[Pointing records]
◇ ◇ ◇ ◇ ◇

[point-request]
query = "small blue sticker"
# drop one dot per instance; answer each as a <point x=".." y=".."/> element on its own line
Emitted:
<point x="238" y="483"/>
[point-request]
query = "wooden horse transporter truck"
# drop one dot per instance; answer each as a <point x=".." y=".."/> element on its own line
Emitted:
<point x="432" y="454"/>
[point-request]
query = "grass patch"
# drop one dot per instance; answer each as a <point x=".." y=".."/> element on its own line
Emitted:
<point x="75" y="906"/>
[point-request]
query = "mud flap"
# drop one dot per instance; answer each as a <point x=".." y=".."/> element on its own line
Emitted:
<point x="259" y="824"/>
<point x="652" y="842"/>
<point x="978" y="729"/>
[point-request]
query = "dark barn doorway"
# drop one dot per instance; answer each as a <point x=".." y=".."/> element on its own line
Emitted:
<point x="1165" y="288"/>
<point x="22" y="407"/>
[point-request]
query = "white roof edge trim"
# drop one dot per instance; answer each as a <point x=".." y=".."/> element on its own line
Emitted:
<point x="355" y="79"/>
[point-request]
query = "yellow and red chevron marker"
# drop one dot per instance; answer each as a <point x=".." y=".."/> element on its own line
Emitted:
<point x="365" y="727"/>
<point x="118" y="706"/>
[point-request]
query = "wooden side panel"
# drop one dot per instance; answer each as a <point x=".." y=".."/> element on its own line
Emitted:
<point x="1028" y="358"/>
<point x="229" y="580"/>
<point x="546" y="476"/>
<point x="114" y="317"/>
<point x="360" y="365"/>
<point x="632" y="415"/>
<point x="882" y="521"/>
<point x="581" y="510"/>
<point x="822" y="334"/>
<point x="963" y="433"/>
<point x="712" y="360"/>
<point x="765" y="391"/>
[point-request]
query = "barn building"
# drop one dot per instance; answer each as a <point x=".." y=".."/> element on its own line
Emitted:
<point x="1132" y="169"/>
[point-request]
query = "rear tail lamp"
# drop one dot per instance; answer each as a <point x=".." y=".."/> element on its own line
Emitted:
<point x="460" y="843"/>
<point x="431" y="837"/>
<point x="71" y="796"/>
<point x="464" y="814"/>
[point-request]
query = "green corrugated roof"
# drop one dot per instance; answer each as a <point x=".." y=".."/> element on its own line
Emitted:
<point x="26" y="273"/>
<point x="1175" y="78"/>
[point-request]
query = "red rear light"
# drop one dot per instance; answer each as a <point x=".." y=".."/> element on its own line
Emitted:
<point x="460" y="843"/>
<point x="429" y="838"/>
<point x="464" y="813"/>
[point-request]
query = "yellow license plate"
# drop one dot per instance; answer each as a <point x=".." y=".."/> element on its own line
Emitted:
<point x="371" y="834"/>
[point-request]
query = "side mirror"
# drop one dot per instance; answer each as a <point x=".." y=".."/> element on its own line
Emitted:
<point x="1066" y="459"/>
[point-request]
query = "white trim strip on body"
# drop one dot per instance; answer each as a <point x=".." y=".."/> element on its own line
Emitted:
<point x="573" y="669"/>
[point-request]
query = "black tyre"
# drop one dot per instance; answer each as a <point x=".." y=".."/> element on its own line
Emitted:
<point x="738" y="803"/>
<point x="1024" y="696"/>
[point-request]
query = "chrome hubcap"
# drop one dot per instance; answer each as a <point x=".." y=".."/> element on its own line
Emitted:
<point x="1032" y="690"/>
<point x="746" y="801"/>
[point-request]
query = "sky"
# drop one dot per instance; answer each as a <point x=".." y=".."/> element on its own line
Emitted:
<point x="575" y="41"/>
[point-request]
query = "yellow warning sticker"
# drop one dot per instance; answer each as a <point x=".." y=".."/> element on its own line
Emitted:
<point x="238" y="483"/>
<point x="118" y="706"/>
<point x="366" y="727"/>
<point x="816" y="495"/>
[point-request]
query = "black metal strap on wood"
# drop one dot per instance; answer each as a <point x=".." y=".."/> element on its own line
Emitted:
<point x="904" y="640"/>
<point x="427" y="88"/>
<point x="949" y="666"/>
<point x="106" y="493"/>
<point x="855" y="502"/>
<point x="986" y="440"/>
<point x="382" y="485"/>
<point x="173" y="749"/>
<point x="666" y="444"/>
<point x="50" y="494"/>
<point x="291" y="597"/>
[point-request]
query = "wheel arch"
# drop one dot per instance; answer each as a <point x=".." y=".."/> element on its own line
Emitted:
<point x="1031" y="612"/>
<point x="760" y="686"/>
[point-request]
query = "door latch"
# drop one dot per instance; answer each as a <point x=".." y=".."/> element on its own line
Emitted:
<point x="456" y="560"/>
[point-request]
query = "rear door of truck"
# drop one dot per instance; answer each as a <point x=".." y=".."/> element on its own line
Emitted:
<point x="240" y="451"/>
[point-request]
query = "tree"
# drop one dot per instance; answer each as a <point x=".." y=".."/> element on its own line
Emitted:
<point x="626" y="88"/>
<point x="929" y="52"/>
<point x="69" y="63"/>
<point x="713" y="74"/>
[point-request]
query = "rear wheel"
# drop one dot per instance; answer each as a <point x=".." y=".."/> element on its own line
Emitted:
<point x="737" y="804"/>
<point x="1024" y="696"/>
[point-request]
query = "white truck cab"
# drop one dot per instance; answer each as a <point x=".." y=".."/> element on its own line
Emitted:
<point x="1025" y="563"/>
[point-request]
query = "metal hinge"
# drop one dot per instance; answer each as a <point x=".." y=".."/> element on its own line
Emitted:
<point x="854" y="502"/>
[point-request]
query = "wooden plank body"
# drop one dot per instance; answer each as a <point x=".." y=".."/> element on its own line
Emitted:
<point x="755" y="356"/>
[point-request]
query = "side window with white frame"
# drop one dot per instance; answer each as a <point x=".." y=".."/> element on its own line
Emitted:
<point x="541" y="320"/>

◇ ◇ ◇ ◇ ◇

**AIM**
Each of the records should be retyped exactly.

**EXERCISE SOLUTION**
[point-request]
query = "small blue sticker"
# drop one dot per instance; answer each as a <point x=".." y=".."/> element on its own line
Emitted:
<point x="238" y="483"/>
[point-request]
query = "wooden horse transporter truck"
# drop one dot per instance; answer each as a <point x=".." y=".."/> element on its own line
Emitted:
<point x="432" y="454"/>
[point-request]
query = "grass patch"
# drop one dot per instance; answer each as a <point x=".." y=".."/> element on its own line
Emitted:
<point x="75" y="906"/>
[point-request]
query = "mud flap"
# drop one dot per instance; answer each as a <point x=".." y=".."/> element on its own line
Emitted:
<point x="259" y="824"/>
<point x="652" y="842"/>
<point x="978" y="729"/>
[point-request]
query = "dark barn doorway"
# drop one dot per instance; answer each as a <point x=".." y=".."/> element on its own line
Emitted:
<point x="1165" y="288"/>
<point x="22" y="407"/>
[point-request]
query = "white roof edge trim"
# drop one dot per instance; answer each as a <point x=".." y=".."/> element on its own line
Emitted:
<point x="355" y="79"/>
[point-request]
query = "yellow and red chevron marker"
# drop one dot per instance; answer each as a <point x=".." y=".."/> element on its own line
Emitted:
<point x="365" y="727"/>
<point x="118" y="706"/>
[point-request]
query = "wooden side panel"
# drop one dot per instance; answer each as a <point x=".." y=".."/> element on its own line
Emitted:
<point x="1028" y="358"/>
<point x="229" y="580"/>
<point x="546" y="476"/>
<point x="114" y="317"/>
<point x="360" y="365"/>
<point x="632" y="415"/>
<point x="882" y="521"/>
<point x="581" y="510"/>
<point x="822" y="334"/>
<point x="963" y="433"/>
<point x="712" y="360"/>
<point x="765" y="391"/>
[point-request]
query = "barn building"
# drop one dot per instance; answer each as a <point x=".." y=".."/> element on its own line
Emitted:
<point x="1132" y="169"/>
[point-request]
query = "rear tail lamp"
# drop one dot per instance; answer each as a <point x=".." y=".."/> element on its own line
Emitted:
<point x="460" y="843"/>
<point x="431" y="837"/>
<point x="71" y="796"/>
<point x="464" y="814"/>
[point-request]
query = "green corrugated roof"
# drop one dot per instance; answer each as a <point x=".." y=".."/> element on its own line
Emitted:
<point x="26" y="273"/>
<point x="1175" y="78"/>
[point-request]
query = "red rear light"
# drop one dot per instance; answer each as a <point x=".." y=".."/> element on its own line
Emitted:
<point x="460" y="843"/>
<point x="429" y="838"/>
<point x="464" y="813"/>
[point-request]
query = "yellow license plate"
# drop one dot per instance; answer each as a <point x=".." y=".."/> element on its own line
Emitted:
<point x="371" y="834"/>
[point-request]
query = "side mirror"
# drop one dot per instance; answer each as a <point x=".." y=".."/> element on its own line
Emitted:
<point x="1066" y="459"/>
[point-request]
query = "white trim strip on body"
# drop one dot per instance; answer each as a <point x=".." y=".."/> element on its own line
Emitted:
<point x="573" y="669"/>
[point-request]
query = "black tyre"
# drop one dot per instance; answer each as a <point x=".." y=".."/> element on its own line
Emitted:
<point x="738" y="803"/>
<point x="1024" y="696"/>
[point-request]
query = "chrome hubcap"
# drop one dot per instance; answer each as a <point x=".." y=".."/> element on its own line
Emitted:
<point x="1032" y="690"/>
<point x="746" y="801"/>
[point-request]
query = "sky"
# drop one dot per instance; answer each as a <point x=".." y=".."/> element on its own line
Emitted:
<point x="575" y="41"/>
[point-request]
query = "yellow warning sticker"
# drop one dot per instance; answer each as a <point x=".." y=".."/> element on its own line
Emitted:
<point x="238" y="483"/>
<point x="118" y="706"/>
<point x="366" y="727"/>
<point x="816" y="495"/>
[point-request]
query = "black metal strap on wood"
# drop one dot per instance; answer each as a <point x=".." y=".."/> element on its own line
Emitted:
<point x="904" y="640"/>
<point x="427" y="88"/>
<point x="949" y="666"/>
<point x="106" y="493"/>
<point x="855" y="502"/>
<point x="986" y="440"/>
<point x="382" y="485"/>
<point x="173" y="749"/>
<point x="666" y="444"/>
<point x="50" y="494"/>
<point x="291" y="597"/>
[point-request]
query = "wheel arch"
# drop one dot per instance; answer each as a <point x=".." y=".."/> element on its own line
Emitted:
<point x="1031" y="612"/>
<point x="760" y="686"/>
[point-request]
query = "door latch"
# drop one dot per instance; answer each as a <point x=".." y=".."/> element on its own line
Emitted:
<point x="456" y="560"/>
[point-request]
query = "rear door of truck"
# drop one dot per instance; answer each as a <point x=".." y=".."/> element on its own line
Emitted:
<point x="240" y="451"/>
[point-request]
query = "tree"
# drop one dot per instance; answer each as a <point x=".." y=".."/> element on its own line
Emitted:
<point x="626" y="88"/>
<point x="929" y="52"/>
<point x="69" y="63"/>
<point x="713" y="74"/>
[point-request]
query = "rear wheel"
# drop one dot per instance; answer each as a <point x=".." y=".."/> element on its own line
Emitted:
<point x="737" y="804"/>
<point x="1024" y="696"/>
[point-request]
query = "white truck cab"
# drop one dot per instance; answer each as a <point x=".." y=".."/> element on its own line
Emitted:
<point x="1025" y="563"/>
[point-request]
query = "metal hinge"
# drop one dot per instance; answer each as a <point x=".." y=".."/> element on its own line
Emitted:
<point x="854" y="502"/>
[point-request]
query = "wooden plank body"
# drop one dot per instance; answer each as a <point x=".." y=".."/> element on its own line
Emitted:
<point x="755" y="356"/>
[point-request]
query = "side window with white frame"
# drop one dot per instance; answer each as a <point x=".." y=".."/> element on its own line
Emitted:
<point x="541" y="320"/>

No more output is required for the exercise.